Goal 1 — List every proper name that appears in the following passage about disadvantages in role-playing games.

━━━━━ Selected text ━━━━━

Is a disadvantage really a disadvantage? It depends on how you look at
it.
In most point-based RPGs like GURPS or the Hero System,
things which are disadvantageous to the character have a negative
point value: in return for being scared of spiders or short-sighted,
you get more points to be awesome on other respects.
I see this historically as part of the general move away from an
adversarial GMing style of the late 1980s and early 1990s: the
player's reaction to that, to a GM who will remorselessly use any
lever to punish the character, is to build a character who is an egg,
all smooth surfaces and no handles. You can't put my Aunt May in
danger if I don't have an Aunt May. Once players have been thus
traumatised, it's hard to get them out of that mindset again, and so
the negative character point value of disadvantages serves as a bribe
to get them to make a character more interesting. (It's also a puzzle
for optimisers: how can I use the points gained from a disadvantage to
get some other ability which will allow me to make the disadvantage
irrelevant? But I diskard such people.)

━━━━━ Record list ━━━━━

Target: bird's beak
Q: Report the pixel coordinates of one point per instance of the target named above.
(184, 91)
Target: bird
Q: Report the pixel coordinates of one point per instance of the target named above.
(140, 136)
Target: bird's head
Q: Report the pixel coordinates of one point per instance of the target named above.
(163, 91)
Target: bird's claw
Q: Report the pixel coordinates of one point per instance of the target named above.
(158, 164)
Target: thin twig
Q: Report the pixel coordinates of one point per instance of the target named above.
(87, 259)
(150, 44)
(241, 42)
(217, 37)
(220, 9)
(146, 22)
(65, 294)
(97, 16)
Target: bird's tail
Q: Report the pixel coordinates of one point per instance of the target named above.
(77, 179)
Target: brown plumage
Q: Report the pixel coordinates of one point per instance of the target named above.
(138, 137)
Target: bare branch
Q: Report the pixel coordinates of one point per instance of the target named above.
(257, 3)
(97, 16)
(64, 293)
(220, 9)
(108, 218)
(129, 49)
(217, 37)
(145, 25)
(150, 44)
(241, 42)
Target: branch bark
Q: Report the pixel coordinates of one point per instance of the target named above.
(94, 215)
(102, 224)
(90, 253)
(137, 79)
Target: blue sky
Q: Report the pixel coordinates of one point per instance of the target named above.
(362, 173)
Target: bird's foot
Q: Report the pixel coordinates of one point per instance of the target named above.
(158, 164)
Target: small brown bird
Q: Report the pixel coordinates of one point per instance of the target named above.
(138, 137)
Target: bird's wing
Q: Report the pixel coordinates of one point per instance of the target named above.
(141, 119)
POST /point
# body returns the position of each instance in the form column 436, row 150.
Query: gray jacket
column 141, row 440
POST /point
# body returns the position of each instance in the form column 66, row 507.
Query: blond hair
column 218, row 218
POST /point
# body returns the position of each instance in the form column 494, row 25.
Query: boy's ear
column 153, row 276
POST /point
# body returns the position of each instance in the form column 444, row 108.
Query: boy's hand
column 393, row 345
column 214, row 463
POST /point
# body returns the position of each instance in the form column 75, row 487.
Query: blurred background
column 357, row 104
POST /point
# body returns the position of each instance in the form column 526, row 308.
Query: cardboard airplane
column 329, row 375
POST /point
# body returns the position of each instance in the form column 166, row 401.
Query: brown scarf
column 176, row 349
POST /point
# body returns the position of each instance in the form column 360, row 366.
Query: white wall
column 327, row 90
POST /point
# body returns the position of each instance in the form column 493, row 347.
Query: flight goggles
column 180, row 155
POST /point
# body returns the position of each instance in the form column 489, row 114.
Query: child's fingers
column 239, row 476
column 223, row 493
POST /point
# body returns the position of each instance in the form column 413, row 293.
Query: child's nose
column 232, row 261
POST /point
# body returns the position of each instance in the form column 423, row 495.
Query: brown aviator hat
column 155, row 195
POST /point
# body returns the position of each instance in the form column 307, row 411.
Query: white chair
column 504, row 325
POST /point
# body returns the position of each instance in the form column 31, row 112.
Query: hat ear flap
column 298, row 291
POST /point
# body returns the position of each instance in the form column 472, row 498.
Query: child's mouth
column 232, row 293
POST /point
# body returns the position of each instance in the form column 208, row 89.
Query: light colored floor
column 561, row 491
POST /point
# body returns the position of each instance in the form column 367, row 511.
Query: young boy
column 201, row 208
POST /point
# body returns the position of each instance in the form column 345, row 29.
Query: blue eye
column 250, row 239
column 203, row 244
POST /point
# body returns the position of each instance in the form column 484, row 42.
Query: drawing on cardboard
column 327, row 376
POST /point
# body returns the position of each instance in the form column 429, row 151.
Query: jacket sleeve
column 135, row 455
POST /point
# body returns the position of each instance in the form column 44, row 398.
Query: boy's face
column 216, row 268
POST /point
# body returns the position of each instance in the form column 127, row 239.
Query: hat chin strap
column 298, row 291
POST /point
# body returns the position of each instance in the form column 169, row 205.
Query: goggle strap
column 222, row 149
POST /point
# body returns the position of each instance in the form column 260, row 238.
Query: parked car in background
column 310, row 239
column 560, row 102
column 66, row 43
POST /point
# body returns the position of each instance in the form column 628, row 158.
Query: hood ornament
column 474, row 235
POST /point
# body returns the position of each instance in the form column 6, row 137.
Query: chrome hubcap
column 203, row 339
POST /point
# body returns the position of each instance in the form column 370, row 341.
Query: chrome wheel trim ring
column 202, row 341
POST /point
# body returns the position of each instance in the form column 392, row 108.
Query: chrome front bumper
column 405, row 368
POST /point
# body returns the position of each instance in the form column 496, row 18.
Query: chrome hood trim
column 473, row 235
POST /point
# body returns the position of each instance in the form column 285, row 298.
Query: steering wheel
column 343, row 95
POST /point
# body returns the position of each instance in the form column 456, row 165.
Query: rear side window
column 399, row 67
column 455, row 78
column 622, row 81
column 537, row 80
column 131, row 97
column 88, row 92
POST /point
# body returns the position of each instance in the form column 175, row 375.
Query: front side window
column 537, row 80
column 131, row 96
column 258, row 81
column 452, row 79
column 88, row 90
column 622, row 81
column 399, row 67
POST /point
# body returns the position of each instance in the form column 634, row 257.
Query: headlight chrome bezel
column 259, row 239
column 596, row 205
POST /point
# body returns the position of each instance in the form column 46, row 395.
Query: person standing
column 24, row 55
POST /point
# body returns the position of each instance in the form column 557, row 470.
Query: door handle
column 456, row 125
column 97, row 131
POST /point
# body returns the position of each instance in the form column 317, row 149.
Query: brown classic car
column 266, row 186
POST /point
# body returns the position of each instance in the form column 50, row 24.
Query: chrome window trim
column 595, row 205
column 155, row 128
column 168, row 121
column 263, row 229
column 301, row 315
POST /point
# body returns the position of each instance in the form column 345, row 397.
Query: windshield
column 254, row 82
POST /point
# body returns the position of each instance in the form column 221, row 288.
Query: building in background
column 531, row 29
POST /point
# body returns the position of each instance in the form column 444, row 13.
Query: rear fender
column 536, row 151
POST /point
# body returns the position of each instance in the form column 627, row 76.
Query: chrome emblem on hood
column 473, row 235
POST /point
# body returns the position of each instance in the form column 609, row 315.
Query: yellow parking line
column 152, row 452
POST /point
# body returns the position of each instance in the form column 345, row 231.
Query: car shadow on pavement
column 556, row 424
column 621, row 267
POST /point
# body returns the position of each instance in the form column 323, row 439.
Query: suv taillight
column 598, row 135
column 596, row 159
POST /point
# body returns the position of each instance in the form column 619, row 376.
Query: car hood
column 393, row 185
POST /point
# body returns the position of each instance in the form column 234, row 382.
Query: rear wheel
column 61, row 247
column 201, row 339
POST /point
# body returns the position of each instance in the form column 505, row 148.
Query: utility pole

━━━━━

Goal 2 — Copy out each line of the records above that contains the word "hood".

Task output 1 — GURPS, Hero System, Aunt May

Task output 2 —
Query: hood ornament
Query: chrome hood trim
Query: chrome emblem on hood
Query: car hood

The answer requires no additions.